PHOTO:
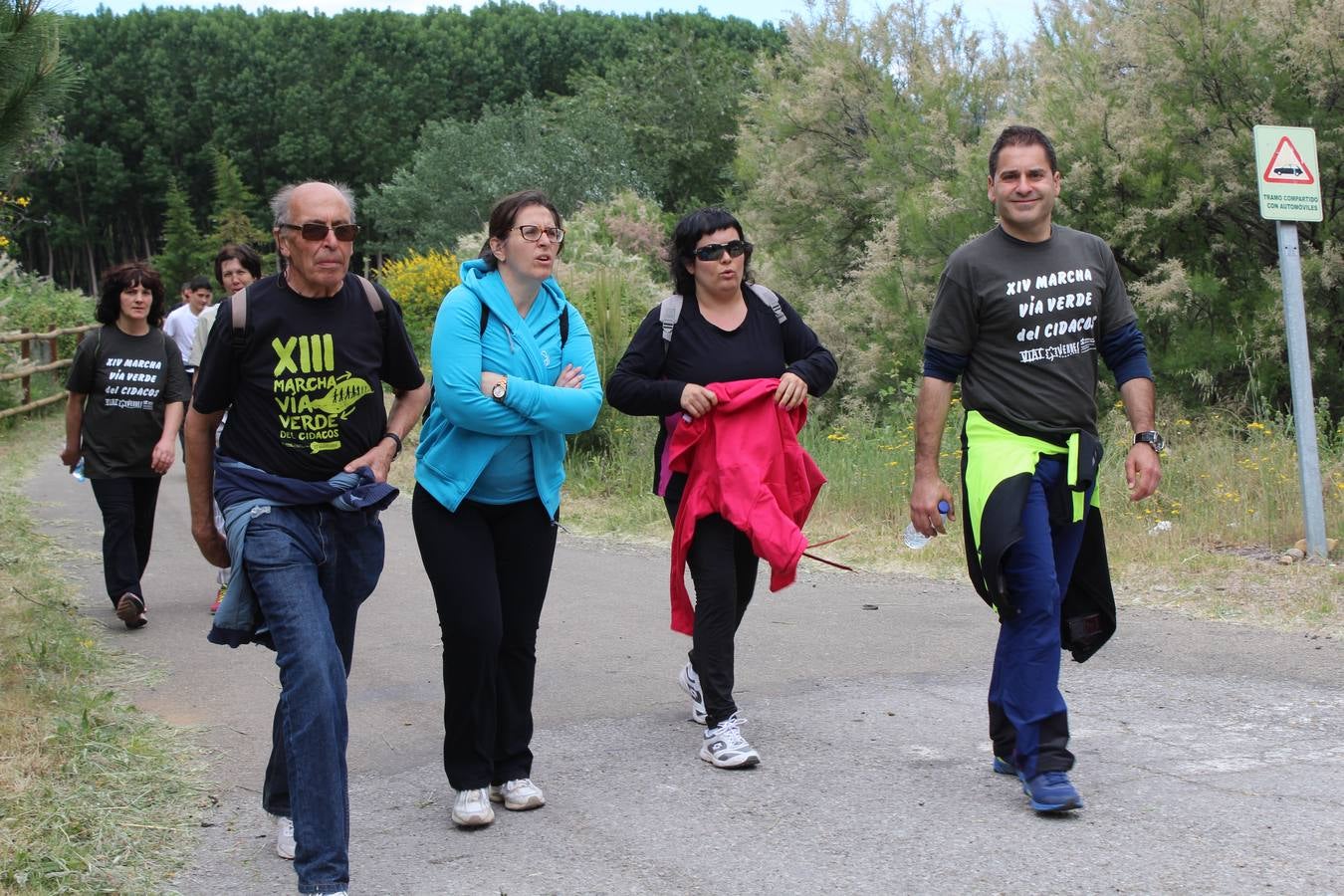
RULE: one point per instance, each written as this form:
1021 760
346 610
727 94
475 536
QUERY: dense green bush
37 305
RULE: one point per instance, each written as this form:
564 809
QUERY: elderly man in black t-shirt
300 476
1020 315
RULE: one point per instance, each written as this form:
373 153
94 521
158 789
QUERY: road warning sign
1285 165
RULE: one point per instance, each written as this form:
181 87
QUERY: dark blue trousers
1028 720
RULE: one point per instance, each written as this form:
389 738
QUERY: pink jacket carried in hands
744 461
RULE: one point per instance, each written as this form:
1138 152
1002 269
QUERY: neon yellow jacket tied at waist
997 470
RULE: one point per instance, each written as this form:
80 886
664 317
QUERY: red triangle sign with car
1286 165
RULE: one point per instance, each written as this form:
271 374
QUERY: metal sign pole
1300 372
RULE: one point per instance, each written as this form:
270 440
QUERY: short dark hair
506 212
688 233
241 253
1021 135
122 277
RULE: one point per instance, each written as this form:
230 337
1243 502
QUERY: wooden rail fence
26 368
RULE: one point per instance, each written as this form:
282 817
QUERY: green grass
95 795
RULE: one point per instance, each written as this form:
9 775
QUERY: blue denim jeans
1024 685
311 568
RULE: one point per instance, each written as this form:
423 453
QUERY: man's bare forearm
200 465
1140 399
930 418
406 408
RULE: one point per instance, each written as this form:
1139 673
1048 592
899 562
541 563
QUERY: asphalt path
1210 757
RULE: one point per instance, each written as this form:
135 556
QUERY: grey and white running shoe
726 747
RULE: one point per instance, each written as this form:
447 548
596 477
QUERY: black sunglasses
714 251
316 233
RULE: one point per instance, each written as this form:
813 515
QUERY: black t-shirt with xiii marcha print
307 394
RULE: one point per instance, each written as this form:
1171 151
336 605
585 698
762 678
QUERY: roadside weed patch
95 795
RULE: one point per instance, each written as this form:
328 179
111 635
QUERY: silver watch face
1152 438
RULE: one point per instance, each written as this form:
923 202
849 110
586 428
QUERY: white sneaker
726 747
284 837
519 794
691 684
472 808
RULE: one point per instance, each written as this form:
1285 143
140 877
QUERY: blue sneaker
1051 791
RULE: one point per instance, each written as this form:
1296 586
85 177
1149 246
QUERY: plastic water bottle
913 538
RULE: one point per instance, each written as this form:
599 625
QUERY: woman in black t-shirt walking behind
725 332
127 392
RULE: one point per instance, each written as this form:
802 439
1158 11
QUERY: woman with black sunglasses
718 328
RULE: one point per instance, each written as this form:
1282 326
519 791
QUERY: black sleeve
636 385
217 372
400 368
805 354
81 368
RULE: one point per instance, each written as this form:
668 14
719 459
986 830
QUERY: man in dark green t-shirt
1021 315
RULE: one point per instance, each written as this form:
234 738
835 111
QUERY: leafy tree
35 77
177 85
676 100
1152 105
862 156
460 169
184 254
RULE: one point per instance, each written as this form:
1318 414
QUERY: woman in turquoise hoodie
514 373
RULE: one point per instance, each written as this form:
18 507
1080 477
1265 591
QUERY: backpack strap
564 323
375 301
238 312
771 300
669 311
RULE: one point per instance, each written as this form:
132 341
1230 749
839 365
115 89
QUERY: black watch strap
1152 438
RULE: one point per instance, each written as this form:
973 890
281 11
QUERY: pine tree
233 200
35 78
184 254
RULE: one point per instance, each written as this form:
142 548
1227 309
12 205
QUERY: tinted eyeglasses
531 233
316 233
714 251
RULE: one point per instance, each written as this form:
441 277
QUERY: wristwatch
1152 438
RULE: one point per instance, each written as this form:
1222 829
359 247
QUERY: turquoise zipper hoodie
465 429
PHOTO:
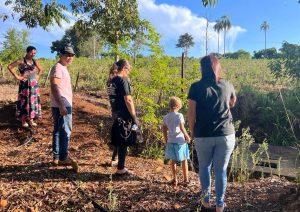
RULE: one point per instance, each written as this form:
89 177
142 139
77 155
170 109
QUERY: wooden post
182 61
47 77
2 71
76 83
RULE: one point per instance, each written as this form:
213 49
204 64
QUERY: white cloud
172 21
37 36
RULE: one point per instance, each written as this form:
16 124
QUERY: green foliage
185 41
114 21
112 197
84 43
289 61
14 45
244 161
34 13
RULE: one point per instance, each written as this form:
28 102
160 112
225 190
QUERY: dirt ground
28 181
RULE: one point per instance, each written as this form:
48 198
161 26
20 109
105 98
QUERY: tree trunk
265 40
218 43
224 40
206 37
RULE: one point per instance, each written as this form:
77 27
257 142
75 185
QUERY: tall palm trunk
265 40
218 42
224 39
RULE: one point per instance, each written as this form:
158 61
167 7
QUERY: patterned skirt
28 103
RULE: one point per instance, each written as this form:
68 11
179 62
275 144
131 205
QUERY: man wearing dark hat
61 105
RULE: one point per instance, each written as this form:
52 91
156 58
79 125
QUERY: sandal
188 183
123 172
221 209
174 182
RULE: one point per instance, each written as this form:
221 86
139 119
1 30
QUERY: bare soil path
29 182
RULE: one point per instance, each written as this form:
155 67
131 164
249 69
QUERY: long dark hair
210 68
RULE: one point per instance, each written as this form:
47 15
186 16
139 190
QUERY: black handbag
122 133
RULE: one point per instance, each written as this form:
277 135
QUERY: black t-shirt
117 88
213 116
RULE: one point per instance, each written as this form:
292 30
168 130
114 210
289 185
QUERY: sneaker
122 172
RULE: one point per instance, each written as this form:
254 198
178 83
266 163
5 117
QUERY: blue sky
172 18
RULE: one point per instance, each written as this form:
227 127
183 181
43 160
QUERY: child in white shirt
177 139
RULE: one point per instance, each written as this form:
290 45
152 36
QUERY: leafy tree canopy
36 13
14 45
185 41
113 20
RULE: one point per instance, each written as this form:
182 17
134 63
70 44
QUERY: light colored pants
61 133
216 150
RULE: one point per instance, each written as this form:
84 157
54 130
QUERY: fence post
2 71
182 61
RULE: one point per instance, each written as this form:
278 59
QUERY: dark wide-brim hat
67 50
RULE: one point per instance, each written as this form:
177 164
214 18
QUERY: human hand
22 77
187 139
63 111
136 121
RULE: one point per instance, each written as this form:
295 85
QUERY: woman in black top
28 104
210 122
124 113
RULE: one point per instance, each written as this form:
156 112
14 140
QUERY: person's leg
122 151
185 171
223 150
56 133
114 156
174 172
65 134
205 150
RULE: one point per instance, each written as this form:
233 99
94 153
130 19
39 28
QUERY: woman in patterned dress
28 103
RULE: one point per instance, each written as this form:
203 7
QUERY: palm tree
185 41
226 26
218 28
265 26
209 2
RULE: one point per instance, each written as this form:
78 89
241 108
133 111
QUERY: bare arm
165 133
232 101
130 106
183 130
192 115
55 82
12 68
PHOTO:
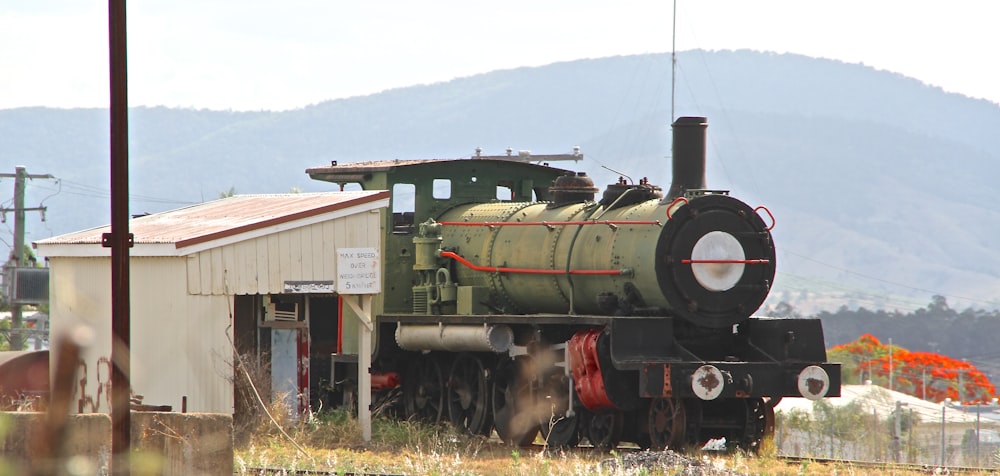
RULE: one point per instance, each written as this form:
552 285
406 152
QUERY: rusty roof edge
374 197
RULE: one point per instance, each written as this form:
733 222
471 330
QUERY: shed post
358 274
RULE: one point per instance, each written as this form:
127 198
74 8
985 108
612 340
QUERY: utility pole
16 259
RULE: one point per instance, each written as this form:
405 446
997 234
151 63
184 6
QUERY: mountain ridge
870 174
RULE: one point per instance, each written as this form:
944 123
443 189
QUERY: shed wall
179 342
263 265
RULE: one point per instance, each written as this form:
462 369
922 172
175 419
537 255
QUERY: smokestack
689 156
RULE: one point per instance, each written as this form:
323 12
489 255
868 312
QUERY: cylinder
454 338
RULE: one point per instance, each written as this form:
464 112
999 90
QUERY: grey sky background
256 54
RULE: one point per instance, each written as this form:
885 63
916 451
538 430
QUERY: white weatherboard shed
244 269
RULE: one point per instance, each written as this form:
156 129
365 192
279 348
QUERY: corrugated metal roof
225 217
387 165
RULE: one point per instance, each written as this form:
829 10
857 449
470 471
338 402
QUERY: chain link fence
880 429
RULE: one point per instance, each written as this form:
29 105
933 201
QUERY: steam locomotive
516 301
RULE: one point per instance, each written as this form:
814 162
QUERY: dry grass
332 443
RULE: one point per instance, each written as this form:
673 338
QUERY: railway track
633 459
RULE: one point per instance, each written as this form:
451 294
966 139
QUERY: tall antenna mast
673 62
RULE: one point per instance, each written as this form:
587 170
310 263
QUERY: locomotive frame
514 302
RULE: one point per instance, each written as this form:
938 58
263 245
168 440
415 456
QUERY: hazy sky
256 54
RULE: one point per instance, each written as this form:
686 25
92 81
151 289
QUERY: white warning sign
358 271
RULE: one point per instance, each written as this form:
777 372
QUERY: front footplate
713 380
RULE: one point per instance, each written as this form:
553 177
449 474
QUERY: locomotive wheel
604 430
666 423
760 423
511 404
468 395
423 390
561 432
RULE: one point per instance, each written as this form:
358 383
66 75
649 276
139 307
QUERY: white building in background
254 272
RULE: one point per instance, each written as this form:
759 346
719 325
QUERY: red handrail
547 223
497 269
725 261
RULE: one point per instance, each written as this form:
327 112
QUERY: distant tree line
967 335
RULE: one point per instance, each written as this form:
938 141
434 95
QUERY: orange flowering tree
924 375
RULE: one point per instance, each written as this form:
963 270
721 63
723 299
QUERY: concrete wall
162 443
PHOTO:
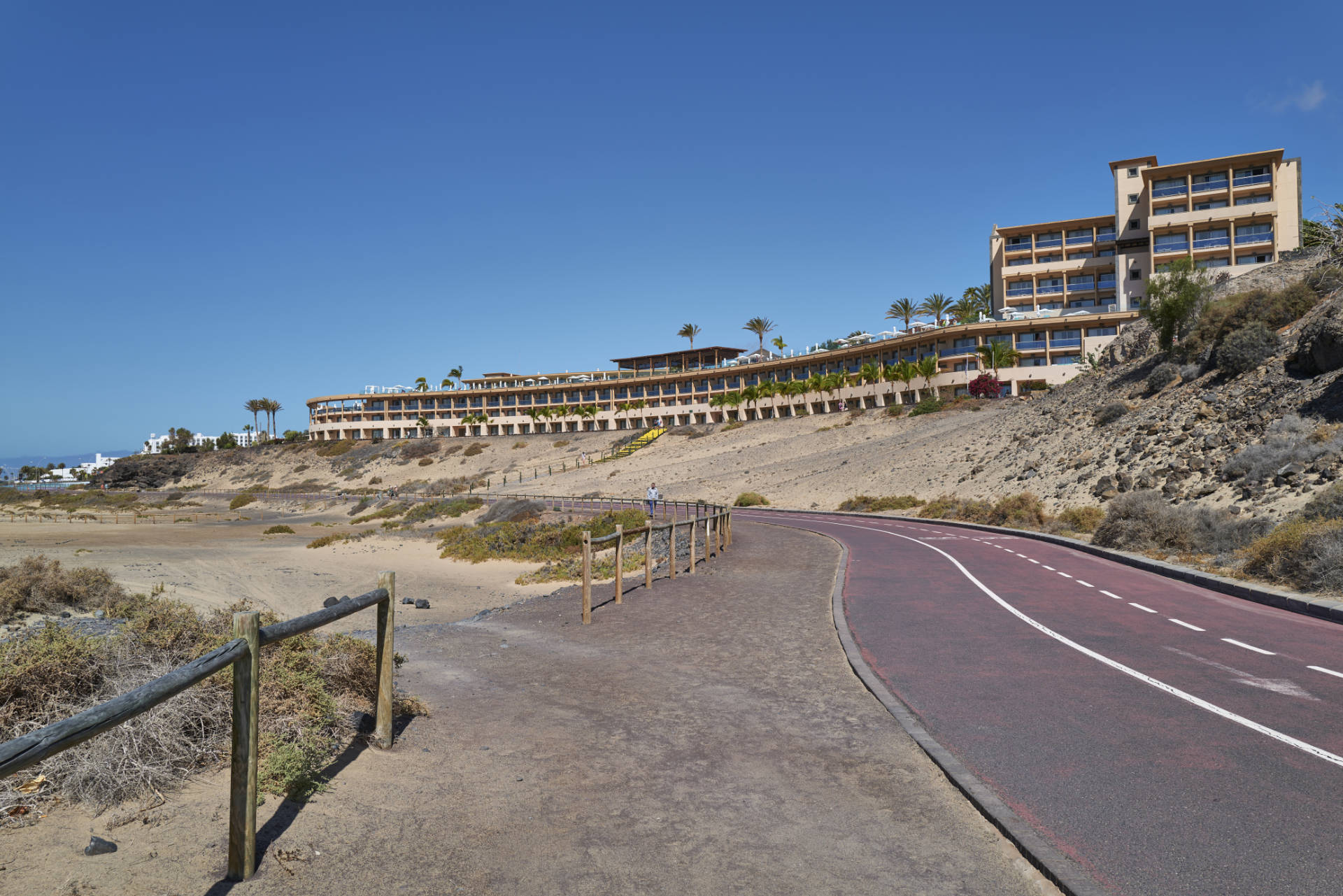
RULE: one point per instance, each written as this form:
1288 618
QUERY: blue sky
204 203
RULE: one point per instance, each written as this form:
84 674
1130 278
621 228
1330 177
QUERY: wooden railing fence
243 655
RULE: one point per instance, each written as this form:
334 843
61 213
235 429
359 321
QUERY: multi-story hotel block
1061 290
1235 213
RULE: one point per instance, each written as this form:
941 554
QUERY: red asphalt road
1217 771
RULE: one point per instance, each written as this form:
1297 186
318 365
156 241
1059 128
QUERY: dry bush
1144 522
1084 519
39 585
868 504
1293 439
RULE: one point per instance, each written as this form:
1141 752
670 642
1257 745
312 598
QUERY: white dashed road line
1249 646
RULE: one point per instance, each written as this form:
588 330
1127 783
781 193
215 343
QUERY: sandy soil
210 564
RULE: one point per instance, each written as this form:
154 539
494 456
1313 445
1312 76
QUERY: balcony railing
1170 191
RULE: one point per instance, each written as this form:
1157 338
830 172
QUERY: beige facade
1052 350
1236 213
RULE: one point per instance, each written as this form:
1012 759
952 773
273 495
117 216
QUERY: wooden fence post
242 790
648 557
672 550
385 665
620 563
588 578
690 571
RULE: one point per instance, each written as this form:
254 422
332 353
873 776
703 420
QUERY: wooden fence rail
243 655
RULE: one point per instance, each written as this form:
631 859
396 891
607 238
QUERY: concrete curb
1053 864
1306 605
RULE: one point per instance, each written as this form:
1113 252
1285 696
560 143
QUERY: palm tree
935 306
982 296
759 325
254 406
998 355
903 311
927 369
966 311
689 331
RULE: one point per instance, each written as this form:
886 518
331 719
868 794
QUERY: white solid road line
1119 667
1249 646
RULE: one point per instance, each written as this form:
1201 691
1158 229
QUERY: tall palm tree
689 331
998 355
255 407
966 311
982 296
759 325
904 311
935 306
927 369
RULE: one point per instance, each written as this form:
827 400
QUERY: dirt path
705 738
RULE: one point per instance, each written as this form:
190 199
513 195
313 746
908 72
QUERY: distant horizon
217 204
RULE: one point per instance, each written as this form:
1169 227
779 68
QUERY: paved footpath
1166 738
705 738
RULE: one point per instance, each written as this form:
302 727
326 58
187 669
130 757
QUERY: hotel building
1236 213
1061 290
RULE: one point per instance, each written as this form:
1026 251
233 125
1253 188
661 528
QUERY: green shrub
1246 348
867 504
1084 519
1109 413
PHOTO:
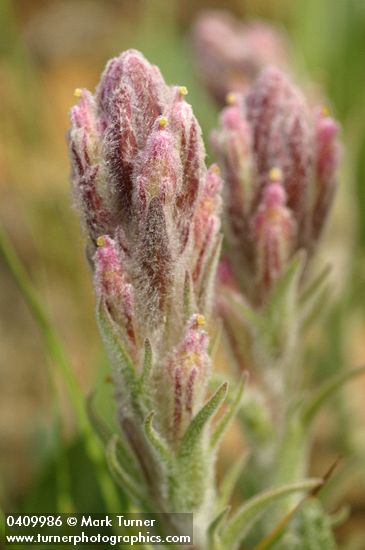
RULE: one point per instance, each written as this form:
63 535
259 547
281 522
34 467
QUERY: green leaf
315 286
326 391
280 314
126 482
247 314
189 300
250 512
147 367
287 285
230 480
207 279
99 425
195 429
156 440
214 539
118 355
232 408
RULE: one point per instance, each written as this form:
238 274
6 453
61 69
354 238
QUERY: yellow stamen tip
231 98
200 320
162 122
100 241
275 174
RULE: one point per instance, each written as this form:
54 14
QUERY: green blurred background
47 49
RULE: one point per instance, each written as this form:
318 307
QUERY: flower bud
155 255
273 232
184 375
279 159
230 54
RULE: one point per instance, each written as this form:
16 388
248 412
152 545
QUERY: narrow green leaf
207 278
147 365
62 366
287 284
156 440
244 519
231 411
315 286
230 480
328 390
125 481
214 540
199 422
118 355
189 301
215 339
99 425
248 316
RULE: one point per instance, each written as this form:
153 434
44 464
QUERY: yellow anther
183 90
275 174
100 241
200 320
163 122
231 98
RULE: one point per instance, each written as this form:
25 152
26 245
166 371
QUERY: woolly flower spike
231 54
151 211
279 160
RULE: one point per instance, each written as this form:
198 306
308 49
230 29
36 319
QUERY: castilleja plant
279 158
151 213
230 54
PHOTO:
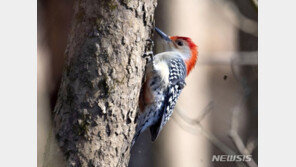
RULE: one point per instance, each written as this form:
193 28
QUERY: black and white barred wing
177 74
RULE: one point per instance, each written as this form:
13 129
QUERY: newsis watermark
231 158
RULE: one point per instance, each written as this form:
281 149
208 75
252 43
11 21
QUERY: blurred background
217 112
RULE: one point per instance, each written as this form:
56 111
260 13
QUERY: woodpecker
165 79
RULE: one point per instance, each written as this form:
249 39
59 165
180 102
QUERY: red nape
194 53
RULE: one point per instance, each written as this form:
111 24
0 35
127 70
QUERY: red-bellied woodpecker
165 79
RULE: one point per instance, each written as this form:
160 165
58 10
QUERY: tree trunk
95 112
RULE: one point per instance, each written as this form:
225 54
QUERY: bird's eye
180 43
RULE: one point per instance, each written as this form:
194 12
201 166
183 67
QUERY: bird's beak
163 35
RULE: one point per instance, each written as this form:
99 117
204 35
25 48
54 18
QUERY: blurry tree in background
217 112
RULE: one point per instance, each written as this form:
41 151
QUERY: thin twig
211 137
234 136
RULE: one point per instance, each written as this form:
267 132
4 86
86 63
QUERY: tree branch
95 112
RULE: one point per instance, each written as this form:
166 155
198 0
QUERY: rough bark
98 98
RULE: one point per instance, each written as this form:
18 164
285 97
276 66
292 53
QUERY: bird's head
184 45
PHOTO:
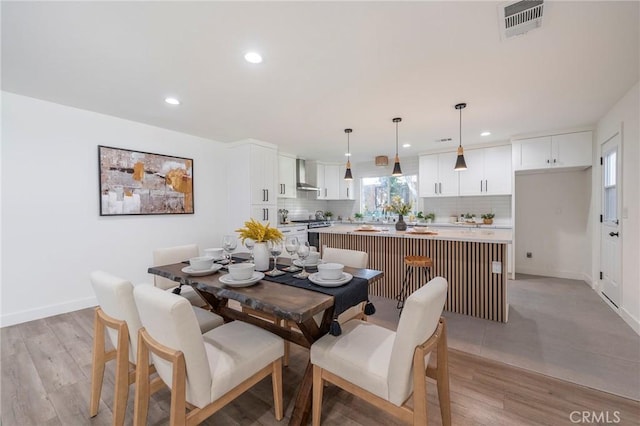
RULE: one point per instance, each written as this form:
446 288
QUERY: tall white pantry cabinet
252 180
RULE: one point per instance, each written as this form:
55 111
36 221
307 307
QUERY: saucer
201 272
298 262
315 278
230 282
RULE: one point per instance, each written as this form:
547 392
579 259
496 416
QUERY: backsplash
444 207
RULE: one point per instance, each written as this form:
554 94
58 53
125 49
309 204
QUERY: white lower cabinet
555 151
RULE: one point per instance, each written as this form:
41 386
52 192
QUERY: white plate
298 262
227 280
315 278
201 272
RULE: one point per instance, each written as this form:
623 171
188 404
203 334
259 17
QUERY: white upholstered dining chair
384 367
176 254
118 316
204 372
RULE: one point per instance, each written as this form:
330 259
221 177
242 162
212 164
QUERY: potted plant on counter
400 208
487 218
260 233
──────────────────────────────
:: Task description ::
Collect every line of the rows that contains the string "patterned". List each such line on its own.

:: Solution to the problem ::
QUERY: patterned skirt
QUERY: woman in patterned dress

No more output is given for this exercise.